%%

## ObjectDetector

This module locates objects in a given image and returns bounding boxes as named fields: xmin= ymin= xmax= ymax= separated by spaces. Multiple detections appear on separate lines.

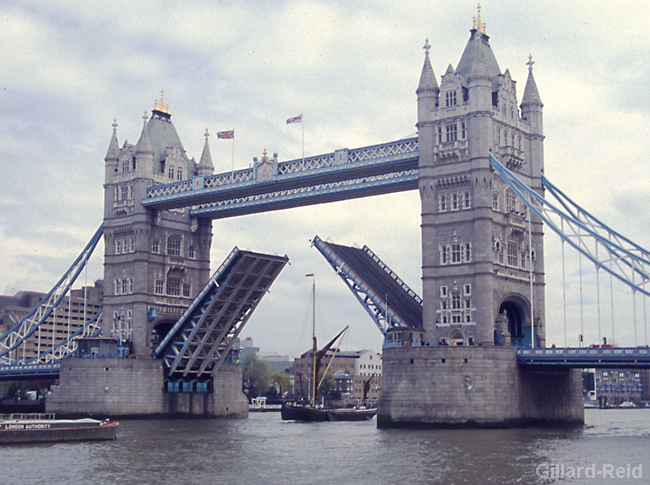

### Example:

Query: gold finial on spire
xmin=153 ymin=89 xmax=169 ymax=114
xmin=472 ymin=3 xmax=487 ymax=35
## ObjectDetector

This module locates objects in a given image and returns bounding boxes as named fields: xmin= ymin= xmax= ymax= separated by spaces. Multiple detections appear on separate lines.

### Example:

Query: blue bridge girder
xmin=0 ymin=224 xmax=103 ymax=365
xmin=517 ymin=347 xmax=650 ymax=369
xmin=153 ymin=247 xmax=289 ymax=377
xmin=0 ymin=362 xmax=61 ymax=381
xmin=312 ymin=236 xmax=422 ymax=335
xmin=142 ymin=137 xmax=419 ymax=219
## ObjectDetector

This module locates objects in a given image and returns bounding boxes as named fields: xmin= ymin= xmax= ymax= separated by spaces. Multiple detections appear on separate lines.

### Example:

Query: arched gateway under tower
xmin=377 ymin=12 xmax=583 ymax=427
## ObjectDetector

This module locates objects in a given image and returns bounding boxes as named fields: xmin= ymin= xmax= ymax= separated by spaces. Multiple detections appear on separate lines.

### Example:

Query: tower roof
xmin=147 ymin=91 xmax=196 ymax=177
xmin=521 ymin=56 xmax=544 ymax=106
xmin=135 ymin=111 xmax=154 ymax=156
xmin=104 ymin=120 xmax=120 ymax=160
xmin=198 ymin=128 xmax=214 ymax=174
xmin=456 ymin=6 xmax=501 ymax=92
xmin=416 ymin=39 xmax=440 ymax=94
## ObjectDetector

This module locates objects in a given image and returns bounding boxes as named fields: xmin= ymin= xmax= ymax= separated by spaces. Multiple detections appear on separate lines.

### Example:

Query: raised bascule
xmin=0 ymin=7 xmax=650 ymax=427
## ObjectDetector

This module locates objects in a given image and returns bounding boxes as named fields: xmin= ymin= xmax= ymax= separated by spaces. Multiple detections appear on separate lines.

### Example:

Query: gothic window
xmin=451 ymin=293 xmax=461 ymax=310
xmin=508 ymin=240 xmax=519 ymax=267
xmin=167 ymin=275 xmax=181 ymax=296
xmin=494 ymin=241 xmax=503 ymax=264
xmin=506 ymin=189 xmax=517 ymax=214
xmin=440 ymin=300 xmax=449 ymax=323
xmin=451 ymin=244 xmax=462 ymax=263
xmin=447 ymin=123 xmax=458 ymax=141
xmin=167 ymin=234 xmax=181 ymax=256
xmin=438 ymin=194 xmax=447 ymax=212
xmin=440 ymin=245 xmax=449 ymax=264
xmin=492 ymin=192 xmax=499 ymax=211
xmin=463 ymin=191 xmax=472 ymax=209
xmin=445 ymin=91 xmax=456 ymax=106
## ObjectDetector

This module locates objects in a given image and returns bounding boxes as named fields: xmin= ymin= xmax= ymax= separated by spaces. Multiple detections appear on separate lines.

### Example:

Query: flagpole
xmin=300 ymin=115 xmax=305 ymax=165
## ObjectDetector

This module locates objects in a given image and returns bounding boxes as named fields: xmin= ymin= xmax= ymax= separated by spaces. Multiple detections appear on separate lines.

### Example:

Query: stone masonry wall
xmin=377 ymin=346 xmax=584 ymax=428
xmin=46 ymin=358 xmax=248 ymax=418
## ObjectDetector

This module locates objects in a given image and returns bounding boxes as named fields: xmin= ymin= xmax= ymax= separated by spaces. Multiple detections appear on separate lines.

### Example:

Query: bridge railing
xmin=143 ymin=137 xmax=418 ymax=205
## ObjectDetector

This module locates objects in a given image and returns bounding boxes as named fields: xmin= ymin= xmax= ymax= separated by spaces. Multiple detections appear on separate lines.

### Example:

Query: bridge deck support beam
xmin=377 ymin=345 xmax=584 ymax=428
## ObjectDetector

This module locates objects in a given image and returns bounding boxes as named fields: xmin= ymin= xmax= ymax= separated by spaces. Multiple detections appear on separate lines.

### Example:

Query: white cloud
xmin=0 ymin=0 xmax=650 ymax=351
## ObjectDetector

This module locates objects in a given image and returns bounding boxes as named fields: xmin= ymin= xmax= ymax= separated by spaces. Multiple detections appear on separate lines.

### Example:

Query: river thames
xmin=0 ymin=409 xmax=650 ymax=485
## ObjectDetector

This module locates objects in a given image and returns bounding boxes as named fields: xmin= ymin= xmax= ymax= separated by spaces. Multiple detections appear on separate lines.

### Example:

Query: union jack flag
xmin=217 ymin=130 xmax=235 ymax=140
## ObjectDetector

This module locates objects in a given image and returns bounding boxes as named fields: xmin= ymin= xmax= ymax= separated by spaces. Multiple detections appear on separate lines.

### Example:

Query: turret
xmin=135 ymin=111 xmax=154 ymax=179
xmin=197 ymin=128 xmax=214 ymax=177
xmin=104 ymin=120 xmax=120 ymax=184
xmin=521 ymin=56 xmax=544 ymax=135
xmin=415 ymin=39 xmax=440 ymax=122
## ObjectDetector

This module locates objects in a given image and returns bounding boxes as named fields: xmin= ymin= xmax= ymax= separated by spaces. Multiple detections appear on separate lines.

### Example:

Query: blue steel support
xmin=490 ymin=154 xmax=650 ymax=296
xmin=142 ymin=137 xmax=419 ymax=219
xmin=0 ymin=224 xmax=103 ymax=364
xmin=517 ymin=347 xmax=650 ymax=369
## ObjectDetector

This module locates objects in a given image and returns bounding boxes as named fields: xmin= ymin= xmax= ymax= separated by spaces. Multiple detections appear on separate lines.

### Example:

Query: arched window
xmin=167 ymin=234 xmax=181 ymax=256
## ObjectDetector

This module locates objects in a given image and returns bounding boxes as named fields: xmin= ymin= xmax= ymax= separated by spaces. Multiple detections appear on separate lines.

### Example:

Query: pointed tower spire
xmin=197 ymin=128 xmax=214 ymax=175
xmin=415 ymin=39 xmax=440 ymax=95
xmin=521 ymin=56 xmax=544 ymax=108
xmin=135 ymin=110 xmax=153 ymax=159
xmin=469 ymin=37 xmax=490 ymax=81
xmin=104 ymin=119 xmax=120 ymax=161
xmin=415 ymin=39 xmax=440 ymax=122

%%

Reproduce the lines from the beginning up to and including the line with "xmin=416 ymin=39 xmax=440 ymax=94", switching "module" to "component" wherever it occurs and leaving all else unchanged. Omit the pictures from your answer.

### RESPONSE
## ObjectDetector

This component locates objects in a given image and returns bounding boxes as named fields: xmin= ymin= xmax= ymax= separated by spaces. Multiple detections appear on separate lines.


### Example:

Query: gold finial on spire
xmin=153 ymin=89 xmax=169 ymax=114
xmin=472 ymin=3 xmax=487 ymax=35
## ObjectDetector

This component locates objects in a given image and returns bounding boxes as named fields: xmin= ymin= xmax= ymax= separated by spaces. Multiple detections appear on separate lines.

### Example:

Query: blue bridge girder
xmin=0 ymin=224 xmax=103 ymax=365
xmin=517 ymin=347 xmax=650 ymax=369
xmin=153 ymin=247 xmax=289 ymax=377
xmin=0 ymin=362 xmax=61 ymax=381
xmin=312 ymin=236 xmax=422 ymax=335
xmin=142 ymin=137 xmax=419 ymax=219
## ObjectDetector

This component locates objects in a given image and returns bounding boxes as named fields: xmin= ymin= xmax= ymax= separated by spaces. Multiple detections appear on separate lines.

### Example:

Query: arched gateway under tower
xmin=377 ymin=12 xmax=583 ymax=427
## ObjectDetector

This component locates objects in a given image and returns bounding boxes as named fields: xmin= ymin= xmax= ymax= separated by spaces. Multiple detections appear on separate lines.

### Example:

Query: tower roof
xmin=147 ymin=91 xmax=196 ymax=177
xmin=521 ymin=56 xmax=544 ymax=106
xmin=135 ymin=111 xmax=154 ymax=156
xmin=104 ymin=120 xmax=120 ymax=160
xmin=198 ymin=128 xmax=214 ymax=174
xmin=456 ymin=6 xmax=501 ymax=92
xmin=416 ymin=39 xmax=440 ymax=94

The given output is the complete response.